DESCRIPTION OF THE TASK.
Answer these from the biography of Takeshi Takashina:
1. In which prefecture was he born?
2. In what month and year was he promoted to lieutenant general?
3. During which battle was he killed in action?

PASSAGE TO READ.
------------------------------------------------------------

Japanese general (1891–1944)

Takeshi Takashina (高品 彪, Takashina Takeshi) was an Imperial Japanese Army general during World War II. He was killed in action during the Battle of Guam.

==Biography==

===Early military service===
Takashina was born in Chiba Prefecture and was a graduate of the 25th class of the Imperial Japanese Army Academy in December 1913. He initially served with the IJA 66th Infantry Regiment. In November 1922, he graduated from the 34th class of the Army Staff College. During his early career, he served at the Keelung Fortress in Taiwan, as a battalion commander with the IJA 50th Infantry Regiment, and from August 1933 to August 1934 as instructor at the Army Engineering College. From 1934 to 1935, he was attached to the 4th Guards Regiment, and from 1935 to 1936 was on the staff of the 16th Depot Division in Kyoto. From March 1936 to August 1937, Takashina was attached to the IJA 3rd Infantry Regiment. After his promotion to colonel in August 1937, was made commandant of Takao Fortress in Taiwan.

In July 1938, Takashina became commanding officer of the IJA 60th Infantry Regiment and was promoted to major general in March 1940. He was then assigned command the IJA 27th Infantry Brigade. From September 1940 to September 1942, he was the commanding officer of the infantry group of the IJA 14th Division. From September 1941, this division was stationed at the Mongolian border at Handagai (south-east of Nomonhan). He was reassigned to command the IJA 17th Independent Mixed Brigade from September 1942 to October 1943. In October 1943, he was promoted to lieutenant general. Takashina was then assigned command of the IJA 29th division which was tasked with the defense of the Liaoyang area in Manchukuo, as part of the strategic reserve under direct control of the Kwantung Army.

------------------------------------------------------------

SUPPLIED ENTRIES.
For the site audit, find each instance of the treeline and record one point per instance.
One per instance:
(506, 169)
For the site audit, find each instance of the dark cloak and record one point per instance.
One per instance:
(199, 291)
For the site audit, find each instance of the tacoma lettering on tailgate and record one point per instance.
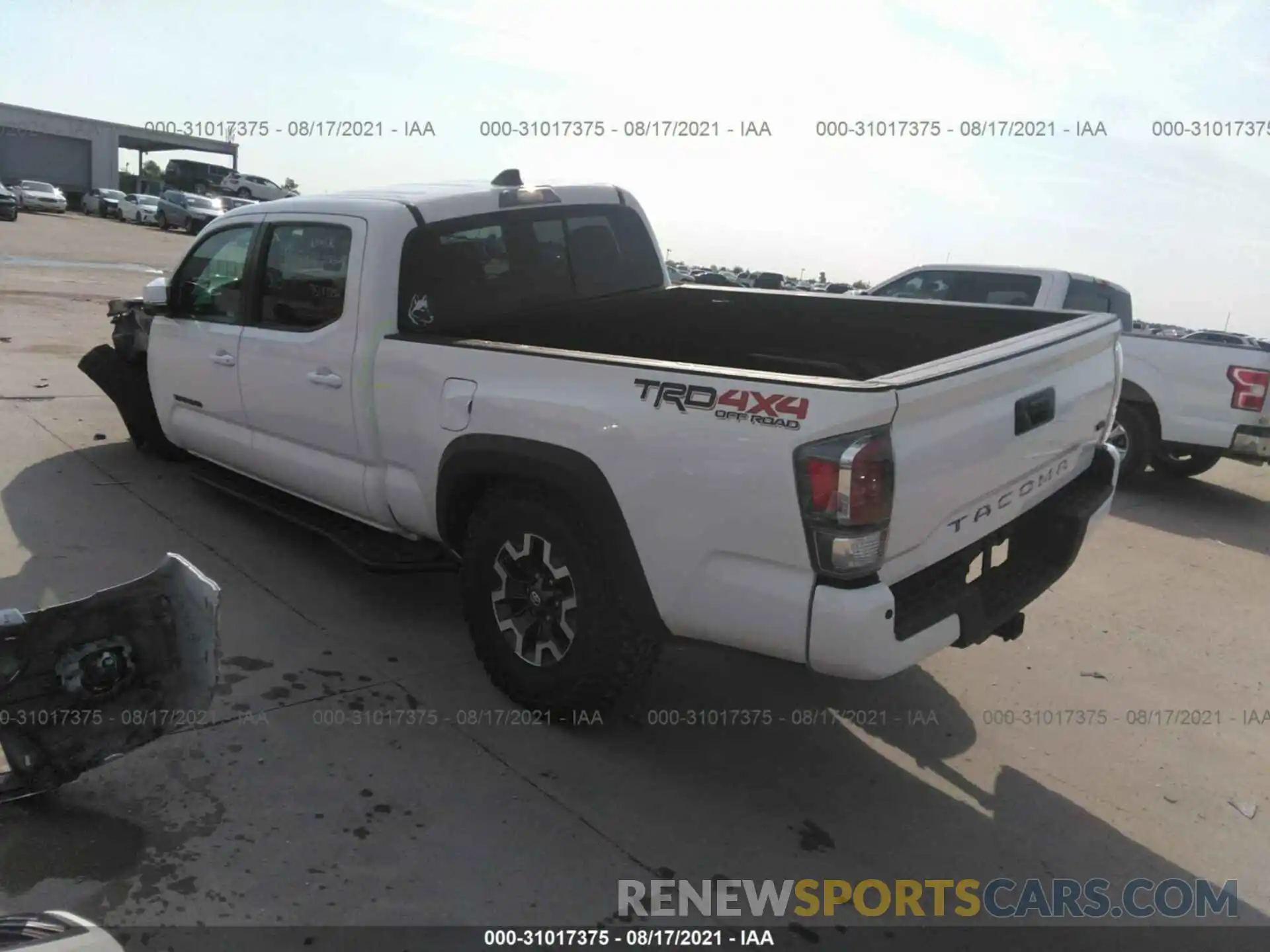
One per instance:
(742, 405)
(1019, 492)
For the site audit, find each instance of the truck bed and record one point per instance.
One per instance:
(827, 335)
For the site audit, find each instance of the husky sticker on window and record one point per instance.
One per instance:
(419, 314)
(740, 405)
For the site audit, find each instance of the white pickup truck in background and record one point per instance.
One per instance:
(1185, 404)
(502, 379)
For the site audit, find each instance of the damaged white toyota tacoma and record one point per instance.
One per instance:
(499, 380)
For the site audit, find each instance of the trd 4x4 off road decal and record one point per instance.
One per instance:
(743, 405)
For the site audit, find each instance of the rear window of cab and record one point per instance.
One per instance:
(503, 263)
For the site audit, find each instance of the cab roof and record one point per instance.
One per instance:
(455, 200)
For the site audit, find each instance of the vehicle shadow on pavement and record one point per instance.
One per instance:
(1198, 509)
(876, 793)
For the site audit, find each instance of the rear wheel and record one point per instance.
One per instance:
(1184, 463)
(549, 615)
(1134, 436)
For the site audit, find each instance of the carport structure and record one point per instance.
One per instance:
(78, 154)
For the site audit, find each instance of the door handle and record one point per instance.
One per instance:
(324, 377)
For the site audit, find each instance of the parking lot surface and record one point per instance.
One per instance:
(288, 811)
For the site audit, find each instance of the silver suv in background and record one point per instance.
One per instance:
(181, 210)
(257, 187)
(40, 197)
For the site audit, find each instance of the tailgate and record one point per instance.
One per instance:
(984, 437)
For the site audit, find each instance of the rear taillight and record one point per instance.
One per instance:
(1250, 387)
(846, 485)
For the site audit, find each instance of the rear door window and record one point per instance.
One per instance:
(923, 286)
(503, 263)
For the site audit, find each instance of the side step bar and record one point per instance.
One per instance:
(378, 551)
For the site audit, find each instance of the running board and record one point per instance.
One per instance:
(378, 551)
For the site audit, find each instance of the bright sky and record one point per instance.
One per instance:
(1183, 222)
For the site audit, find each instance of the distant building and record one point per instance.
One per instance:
(77, 154)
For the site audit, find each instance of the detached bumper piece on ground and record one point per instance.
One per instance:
(85, 682)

------------------------------------------------------------

RESPONSE BELOW.
1. Chiba Prefecture
2. October 1943
3. The Battle of Guam